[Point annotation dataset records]
== == ==

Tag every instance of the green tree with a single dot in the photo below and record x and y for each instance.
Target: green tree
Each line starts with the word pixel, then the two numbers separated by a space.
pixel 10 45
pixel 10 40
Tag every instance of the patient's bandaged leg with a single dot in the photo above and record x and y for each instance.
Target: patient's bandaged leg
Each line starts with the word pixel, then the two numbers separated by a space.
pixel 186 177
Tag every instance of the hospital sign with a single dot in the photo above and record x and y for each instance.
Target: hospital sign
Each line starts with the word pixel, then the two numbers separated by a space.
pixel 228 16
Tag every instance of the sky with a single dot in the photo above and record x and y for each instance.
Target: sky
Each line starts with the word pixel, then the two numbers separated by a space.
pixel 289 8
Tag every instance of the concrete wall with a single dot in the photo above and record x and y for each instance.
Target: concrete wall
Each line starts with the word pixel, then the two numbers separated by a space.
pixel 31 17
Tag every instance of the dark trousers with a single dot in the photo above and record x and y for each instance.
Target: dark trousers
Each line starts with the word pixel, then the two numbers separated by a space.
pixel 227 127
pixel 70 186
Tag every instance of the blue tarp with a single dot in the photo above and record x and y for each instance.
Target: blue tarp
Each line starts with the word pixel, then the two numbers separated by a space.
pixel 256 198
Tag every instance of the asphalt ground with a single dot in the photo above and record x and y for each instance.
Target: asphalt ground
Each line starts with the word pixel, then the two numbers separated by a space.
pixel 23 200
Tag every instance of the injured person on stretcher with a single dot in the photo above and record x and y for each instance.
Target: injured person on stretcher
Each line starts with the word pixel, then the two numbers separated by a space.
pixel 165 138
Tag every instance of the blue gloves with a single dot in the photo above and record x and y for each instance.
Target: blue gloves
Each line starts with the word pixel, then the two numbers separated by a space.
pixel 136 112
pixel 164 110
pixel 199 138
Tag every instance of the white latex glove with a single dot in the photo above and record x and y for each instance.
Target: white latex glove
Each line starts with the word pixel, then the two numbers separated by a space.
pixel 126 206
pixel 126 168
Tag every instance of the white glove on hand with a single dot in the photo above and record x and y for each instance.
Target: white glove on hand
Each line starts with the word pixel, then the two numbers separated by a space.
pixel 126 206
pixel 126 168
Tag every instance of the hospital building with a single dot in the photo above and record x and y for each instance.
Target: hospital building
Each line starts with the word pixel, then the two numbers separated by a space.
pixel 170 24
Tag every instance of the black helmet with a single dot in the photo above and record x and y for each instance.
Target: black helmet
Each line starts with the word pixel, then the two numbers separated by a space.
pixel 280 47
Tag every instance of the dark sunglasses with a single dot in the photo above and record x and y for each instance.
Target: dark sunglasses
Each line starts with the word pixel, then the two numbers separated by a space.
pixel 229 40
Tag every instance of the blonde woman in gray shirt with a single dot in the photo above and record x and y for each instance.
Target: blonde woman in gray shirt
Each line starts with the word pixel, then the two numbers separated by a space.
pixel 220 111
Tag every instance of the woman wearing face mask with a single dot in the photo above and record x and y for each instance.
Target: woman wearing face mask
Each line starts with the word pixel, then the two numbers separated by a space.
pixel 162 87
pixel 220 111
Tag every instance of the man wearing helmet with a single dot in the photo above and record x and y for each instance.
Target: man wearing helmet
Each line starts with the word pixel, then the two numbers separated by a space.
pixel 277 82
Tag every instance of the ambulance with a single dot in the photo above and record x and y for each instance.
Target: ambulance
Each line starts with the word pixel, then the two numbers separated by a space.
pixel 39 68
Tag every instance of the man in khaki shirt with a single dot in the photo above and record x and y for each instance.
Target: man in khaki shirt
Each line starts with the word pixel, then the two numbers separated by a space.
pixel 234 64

== == ==

__SET EXERCISE__:
Set down word for word the part of the records that opens with the line containing "Tag every instance of the patient's" and closes with the line containing "pixel 228 16", including both of those lines.

__COMPLETE ANSWER__:
Tag every instance of the patient's bandaged leg with a single dot in the photo above and record x and y for each instance.
Target: patient's bandaged leg
Each line starts with the word pixel, then the two numbers separated by a space.
pixel 186 177
Tag every instance of the hospital sign with a single dot in the photo above and record x and y for each instance.
Target: hospital sign
Each line starts with the word pixel, then the two numbers separated by a space.
pixel 228 16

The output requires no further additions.